▶ _Problem details_
The line containing "Each instance of the paved" and every line after it, through the last line of the records, are to be transcribed exactly, and nothing else.

○ ○ ○ ○ ○

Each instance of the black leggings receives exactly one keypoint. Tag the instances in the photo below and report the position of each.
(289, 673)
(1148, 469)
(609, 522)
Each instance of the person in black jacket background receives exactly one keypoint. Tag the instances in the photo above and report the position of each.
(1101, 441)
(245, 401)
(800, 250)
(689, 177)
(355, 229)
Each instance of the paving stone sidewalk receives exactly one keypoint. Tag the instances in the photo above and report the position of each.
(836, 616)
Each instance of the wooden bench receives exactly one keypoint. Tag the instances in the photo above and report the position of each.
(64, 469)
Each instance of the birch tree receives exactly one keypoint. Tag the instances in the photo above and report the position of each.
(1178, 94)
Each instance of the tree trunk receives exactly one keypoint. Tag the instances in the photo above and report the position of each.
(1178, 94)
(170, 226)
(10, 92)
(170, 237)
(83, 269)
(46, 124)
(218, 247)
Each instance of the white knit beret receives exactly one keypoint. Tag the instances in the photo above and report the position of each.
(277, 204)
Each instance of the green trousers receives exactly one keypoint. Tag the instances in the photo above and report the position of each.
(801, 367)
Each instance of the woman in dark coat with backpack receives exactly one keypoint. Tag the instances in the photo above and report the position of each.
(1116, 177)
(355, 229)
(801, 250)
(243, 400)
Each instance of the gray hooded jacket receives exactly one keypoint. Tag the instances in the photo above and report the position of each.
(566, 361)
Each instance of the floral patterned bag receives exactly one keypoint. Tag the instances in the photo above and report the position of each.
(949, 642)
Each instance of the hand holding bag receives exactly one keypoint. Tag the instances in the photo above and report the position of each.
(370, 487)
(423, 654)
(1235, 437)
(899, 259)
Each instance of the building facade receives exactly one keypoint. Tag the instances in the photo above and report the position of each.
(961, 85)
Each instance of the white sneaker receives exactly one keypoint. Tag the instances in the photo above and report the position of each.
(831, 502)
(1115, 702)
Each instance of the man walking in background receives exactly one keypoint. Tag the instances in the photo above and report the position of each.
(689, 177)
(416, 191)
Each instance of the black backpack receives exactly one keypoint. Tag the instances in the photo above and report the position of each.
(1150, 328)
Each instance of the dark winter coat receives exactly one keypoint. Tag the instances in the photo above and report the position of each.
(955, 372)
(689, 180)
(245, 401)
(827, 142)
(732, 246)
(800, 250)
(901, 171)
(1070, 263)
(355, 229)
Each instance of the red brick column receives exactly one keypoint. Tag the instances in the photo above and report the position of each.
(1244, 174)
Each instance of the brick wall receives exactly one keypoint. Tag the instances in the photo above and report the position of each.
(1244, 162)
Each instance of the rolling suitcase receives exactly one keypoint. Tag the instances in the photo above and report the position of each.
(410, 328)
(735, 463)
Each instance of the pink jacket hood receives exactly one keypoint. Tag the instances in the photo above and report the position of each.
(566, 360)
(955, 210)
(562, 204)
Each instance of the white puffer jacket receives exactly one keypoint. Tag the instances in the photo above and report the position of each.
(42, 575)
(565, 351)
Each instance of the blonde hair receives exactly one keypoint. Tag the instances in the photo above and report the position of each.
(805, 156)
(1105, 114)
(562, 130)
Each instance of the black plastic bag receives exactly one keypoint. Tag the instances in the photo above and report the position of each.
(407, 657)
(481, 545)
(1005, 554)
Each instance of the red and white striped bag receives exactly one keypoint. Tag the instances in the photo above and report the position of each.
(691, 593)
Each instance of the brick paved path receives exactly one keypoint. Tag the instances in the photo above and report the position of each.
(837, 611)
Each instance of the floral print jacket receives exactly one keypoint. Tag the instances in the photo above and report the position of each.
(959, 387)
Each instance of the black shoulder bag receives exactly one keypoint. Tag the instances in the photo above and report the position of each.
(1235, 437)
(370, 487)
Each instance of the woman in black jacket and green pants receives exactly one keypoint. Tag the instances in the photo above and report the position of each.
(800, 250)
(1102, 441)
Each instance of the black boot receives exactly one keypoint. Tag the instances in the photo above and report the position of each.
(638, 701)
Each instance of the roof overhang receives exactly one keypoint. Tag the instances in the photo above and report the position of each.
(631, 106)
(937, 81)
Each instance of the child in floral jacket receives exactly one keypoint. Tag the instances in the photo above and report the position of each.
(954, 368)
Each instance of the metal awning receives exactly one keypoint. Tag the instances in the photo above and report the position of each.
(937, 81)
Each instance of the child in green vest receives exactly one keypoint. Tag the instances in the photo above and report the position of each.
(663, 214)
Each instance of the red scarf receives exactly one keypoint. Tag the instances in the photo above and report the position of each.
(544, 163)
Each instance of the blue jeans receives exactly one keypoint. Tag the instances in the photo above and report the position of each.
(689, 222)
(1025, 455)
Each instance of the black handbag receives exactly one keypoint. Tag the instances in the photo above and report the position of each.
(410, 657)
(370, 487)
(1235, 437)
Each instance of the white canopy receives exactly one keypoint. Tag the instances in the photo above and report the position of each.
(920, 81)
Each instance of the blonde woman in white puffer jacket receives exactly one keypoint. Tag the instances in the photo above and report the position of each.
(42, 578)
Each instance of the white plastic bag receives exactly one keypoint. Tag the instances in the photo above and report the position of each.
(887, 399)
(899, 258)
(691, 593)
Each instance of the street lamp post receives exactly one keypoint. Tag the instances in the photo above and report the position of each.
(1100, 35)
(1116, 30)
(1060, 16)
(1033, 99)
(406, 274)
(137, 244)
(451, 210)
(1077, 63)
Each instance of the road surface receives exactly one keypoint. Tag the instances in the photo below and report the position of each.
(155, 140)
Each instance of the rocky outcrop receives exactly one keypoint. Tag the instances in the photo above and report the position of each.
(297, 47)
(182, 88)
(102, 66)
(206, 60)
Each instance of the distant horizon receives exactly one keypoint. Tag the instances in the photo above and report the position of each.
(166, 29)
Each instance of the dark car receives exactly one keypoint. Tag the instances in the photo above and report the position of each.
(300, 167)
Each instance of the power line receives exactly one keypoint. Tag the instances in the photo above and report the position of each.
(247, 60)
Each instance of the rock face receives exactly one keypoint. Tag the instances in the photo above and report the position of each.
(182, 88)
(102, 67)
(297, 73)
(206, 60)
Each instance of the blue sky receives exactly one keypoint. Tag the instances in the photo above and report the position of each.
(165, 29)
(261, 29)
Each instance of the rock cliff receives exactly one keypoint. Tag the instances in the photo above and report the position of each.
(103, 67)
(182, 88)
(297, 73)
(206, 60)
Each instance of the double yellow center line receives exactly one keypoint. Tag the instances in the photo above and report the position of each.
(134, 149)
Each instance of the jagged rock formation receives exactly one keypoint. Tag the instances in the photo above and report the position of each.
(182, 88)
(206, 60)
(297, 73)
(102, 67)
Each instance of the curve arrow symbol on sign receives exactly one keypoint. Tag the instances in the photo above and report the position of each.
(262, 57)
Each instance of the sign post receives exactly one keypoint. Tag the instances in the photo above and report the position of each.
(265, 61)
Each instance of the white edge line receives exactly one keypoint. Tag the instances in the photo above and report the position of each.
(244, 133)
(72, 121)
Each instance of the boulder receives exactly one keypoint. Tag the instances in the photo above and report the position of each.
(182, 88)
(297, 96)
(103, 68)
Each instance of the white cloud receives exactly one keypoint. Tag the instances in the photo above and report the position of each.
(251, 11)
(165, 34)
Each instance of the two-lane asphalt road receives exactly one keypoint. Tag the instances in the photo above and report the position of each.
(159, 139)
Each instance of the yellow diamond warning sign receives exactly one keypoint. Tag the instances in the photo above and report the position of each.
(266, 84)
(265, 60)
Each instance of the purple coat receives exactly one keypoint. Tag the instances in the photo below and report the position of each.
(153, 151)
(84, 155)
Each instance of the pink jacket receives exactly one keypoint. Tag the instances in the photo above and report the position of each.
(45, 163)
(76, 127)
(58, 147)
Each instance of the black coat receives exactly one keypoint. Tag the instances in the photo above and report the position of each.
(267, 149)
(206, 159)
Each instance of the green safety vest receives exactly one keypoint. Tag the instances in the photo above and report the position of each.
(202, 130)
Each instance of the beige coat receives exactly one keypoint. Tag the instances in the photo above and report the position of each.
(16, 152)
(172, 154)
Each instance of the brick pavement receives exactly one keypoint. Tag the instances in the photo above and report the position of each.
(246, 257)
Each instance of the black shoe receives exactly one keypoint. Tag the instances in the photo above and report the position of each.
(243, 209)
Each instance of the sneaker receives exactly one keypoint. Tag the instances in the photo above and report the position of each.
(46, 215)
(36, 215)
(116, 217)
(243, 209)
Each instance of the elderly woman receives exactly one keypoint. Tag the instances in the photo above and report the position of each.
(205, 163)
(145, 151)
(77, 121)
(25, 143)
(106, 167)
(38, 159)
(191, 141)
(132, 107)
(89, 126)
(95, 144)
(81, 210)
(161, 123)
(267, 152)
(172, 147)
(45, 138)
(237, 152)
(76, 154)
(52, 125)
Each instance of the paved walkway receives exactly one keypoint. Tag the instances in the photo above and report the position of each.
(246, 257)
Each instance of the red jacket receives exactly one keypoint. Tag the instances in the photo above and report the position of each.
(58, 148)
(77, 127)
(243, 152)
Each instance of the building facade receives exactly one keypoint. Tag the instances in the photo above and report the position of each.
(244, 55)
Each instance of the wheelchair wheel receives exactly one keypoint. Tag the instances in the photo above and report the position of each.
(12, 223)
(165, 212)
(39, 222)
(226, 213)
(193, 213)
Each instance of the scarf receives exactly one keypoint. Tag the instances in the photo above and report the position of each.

○ ○ ○ ○ ○

▶ _Exercise response_
Each instance of the paved walkway receives exactly one keypoint. Tag the instances in the photo above and report the position of each.
(246, 257)
Each instance of the red jacket receives exactly one keypoint. Tag the instances in the photo above and report the position of each.
(58, 148)
(77, 127)
(243, 152)
Each instance of the building facade receives exactly one keypoint. Tag the instances in the photo above and report the position of each.
(244, 55)
Each instance of the wheelchair wheel receives exactly one keypoint. Tag the instances in the photo above and report the position of each.
(12, 223)
(165, 212)
(39, 222)
(226, 213)
(193, 213)
Each instance of the scarf receives exactly one keypoint. Tag the instances in the photo above and report the position of each.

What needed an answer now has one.